* Exercise: How many lines in the rows below contain the string "groom"? Reply with the number alone.

Data entries
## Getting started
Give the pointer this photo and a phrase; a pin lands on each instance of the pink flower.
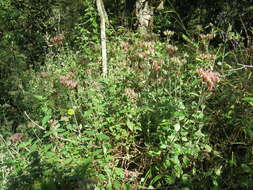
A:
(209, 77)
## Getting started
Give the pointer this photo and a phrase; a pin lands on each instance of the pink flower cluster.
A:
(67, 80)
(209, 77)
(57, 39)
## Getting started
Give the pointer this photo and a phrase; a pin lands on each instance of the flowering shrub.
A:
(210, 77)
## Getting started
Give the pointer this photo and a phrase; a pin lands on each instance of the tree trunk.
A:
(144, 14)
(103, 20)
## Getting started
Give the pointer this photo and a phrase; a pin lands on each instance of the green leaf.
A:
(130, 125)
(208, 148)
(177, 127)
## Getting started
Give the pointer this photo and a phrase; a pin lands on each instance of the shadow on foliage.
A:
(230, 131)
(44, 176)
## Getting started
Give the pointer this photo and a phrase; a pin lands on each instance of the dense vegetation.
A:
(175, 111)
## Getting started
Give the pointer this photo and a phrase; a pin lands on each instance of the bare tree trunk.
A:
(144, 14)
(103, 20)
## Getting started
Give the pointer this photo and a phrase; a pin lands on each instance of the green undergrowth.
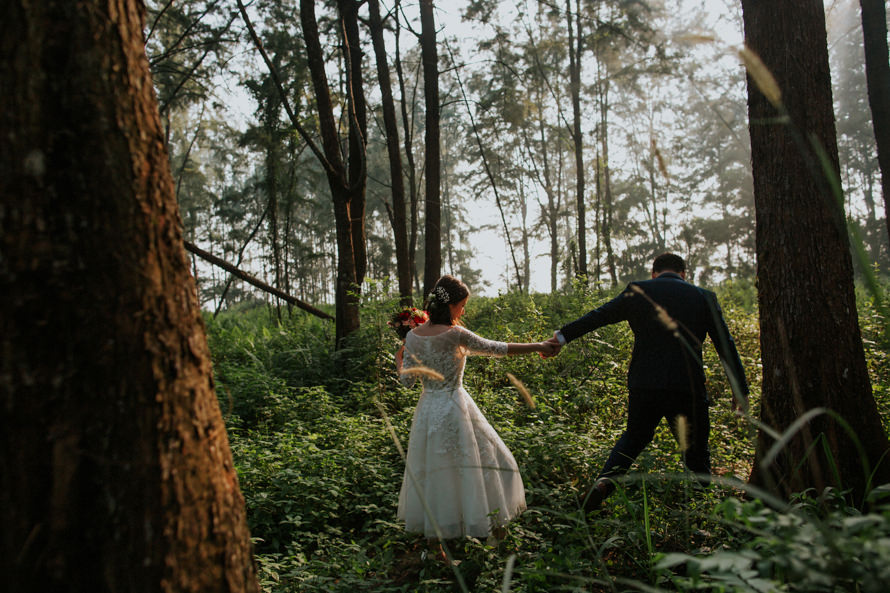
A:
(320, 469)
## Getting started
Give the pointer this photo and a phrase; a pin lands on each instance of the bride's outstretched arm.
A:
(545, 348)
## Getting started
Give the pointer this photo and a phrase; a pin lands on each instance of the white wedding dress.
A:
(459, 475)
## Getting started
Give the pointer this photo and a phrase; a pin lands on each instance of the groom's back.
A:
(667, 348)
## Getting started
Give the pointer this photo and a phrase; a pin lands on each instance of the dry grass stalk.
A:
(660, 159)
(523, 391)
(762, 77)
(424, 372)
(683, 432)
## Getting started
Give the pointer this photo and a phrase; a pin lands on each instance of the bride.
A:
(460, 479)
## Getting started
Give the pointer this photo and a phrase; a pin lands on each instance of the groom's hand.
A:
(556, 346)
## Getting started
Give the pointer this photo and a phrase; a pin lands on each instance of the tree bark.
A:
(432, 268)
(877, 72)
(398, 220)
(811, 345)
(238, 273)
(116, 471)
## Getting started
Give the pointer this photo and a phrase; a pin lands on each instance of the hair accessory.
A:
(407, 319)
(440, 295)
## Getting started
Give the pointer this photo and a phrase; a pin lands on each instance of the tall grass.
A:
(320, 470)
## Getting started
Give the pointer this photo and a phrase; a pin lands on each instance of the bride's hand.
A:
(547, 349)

---

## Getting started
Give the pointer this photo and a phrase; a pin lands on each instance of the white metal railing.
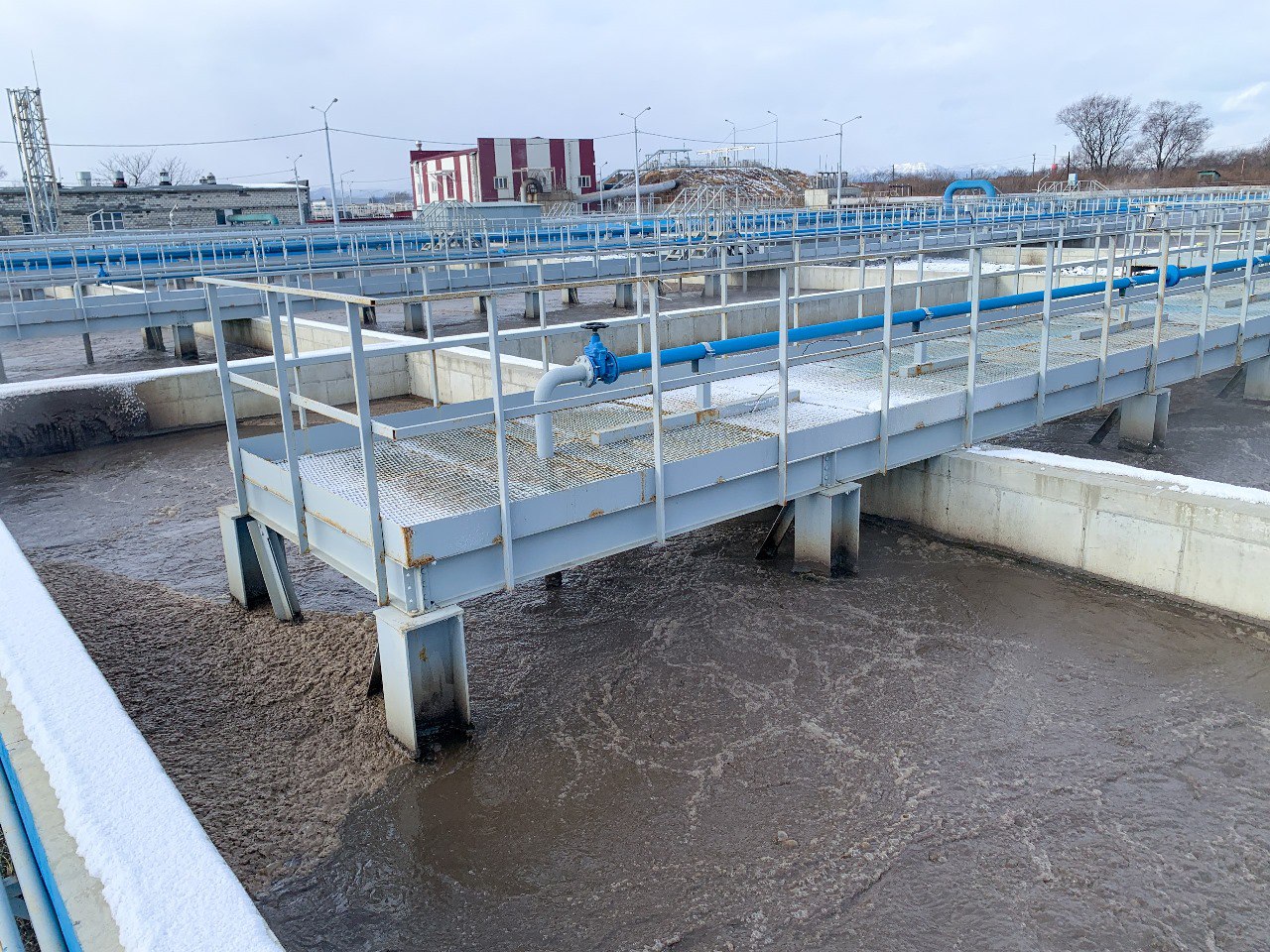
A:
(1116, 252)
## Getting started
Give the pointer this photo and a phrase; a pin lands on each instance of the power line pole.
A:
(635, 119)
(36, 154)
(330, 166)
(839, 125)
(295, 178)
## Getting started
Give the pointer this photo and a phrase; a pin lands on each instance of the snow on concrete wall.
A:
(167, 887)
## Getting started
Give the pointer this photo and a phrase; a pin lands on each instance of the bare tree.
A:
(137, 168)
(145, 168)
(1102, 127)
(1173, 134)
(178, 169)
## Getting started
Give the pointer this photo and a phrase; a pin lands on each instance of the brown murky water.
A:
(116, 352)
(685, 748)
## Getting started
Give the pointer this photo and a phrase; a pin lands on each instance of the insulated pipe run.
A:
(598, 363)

* * *

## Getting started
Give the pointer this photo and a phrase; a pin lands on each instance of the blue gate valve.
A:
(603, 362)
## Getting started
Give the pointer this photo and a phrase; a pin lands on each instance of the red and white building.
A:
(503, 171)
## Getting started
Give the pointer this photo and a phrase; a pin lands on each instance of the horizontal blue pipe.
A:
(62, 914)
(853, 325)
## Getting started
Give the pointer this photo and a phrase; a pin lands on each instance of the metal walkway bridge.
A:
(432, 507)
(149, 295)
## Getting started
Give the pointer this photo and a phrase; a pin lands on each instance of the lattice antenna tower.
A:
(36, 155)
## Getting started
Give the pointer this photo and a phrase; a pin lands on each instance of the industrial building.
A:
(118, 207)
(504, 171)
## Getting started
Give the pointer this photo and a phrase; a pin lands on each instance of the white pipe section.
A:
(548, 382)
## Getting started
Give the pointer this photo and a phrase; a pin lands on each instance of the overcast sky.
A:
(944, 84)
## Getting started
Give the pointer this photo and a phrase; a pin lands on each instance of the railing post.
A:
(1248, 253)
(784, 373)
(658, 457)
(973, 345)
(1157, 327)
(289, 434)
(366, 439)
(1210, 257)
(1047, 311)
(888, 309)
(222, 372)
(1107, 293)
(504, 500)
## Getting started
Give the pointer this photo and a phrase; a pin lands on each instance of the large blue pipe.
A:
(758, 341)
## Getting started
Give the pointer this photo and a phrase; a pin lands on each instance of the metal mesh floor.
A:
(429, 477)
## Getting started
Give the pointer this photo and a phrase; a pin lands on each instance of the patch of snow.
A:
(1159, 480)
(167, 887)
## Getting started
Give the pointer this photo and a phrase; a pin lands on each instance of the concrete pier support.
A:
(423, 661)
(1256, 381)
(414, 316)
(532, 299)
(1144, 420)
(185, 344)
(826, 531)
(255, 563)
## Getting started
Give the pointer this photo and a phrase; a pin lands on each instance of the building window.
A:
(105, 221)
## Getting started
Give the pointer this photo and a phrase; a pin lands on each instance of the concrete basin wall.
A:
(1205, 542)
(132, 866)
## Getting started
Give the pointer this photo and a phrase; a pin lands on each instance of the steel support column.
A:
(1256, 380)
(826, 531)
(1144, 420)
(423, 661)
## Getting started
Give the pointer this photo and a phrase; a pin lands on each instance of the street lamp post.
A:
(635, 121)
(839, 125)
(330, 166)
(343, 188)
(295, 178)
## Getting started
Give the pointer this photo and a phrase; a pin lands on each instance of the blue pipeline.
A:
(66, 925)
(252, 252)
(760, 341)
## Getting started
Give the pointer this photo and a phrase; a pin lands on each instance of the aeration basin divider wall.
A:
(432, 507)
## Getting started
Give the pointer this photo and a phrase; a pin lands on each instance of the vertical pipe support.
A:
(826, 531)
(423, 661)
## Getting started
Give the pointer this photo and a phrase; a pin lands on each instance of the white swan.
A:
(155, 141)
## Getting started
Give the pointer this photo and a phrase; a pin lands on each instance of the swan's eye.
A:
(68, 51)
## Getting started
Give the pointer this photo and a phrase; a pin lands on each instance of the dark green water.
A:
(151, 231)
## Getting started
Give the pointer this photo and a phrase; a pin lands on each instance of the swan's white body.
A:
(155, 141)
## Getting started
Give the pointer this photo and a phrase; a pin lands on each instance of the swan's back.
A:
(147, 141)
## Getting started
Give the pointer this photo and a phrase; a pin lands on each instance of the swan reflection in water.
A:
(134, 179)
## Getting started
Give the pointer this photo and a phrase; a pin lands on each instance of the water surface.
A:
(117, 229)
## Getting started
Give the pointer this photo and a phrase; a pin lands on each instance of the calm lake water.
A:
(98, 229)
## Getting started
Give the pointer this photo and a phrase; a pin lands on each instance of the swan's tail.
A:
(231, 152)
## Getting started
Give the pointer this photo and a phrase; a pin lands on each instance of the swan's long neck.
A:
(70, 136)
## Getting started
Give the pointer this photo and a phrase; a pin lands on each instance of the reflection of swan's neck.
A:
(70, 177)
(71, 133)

* Solution: 2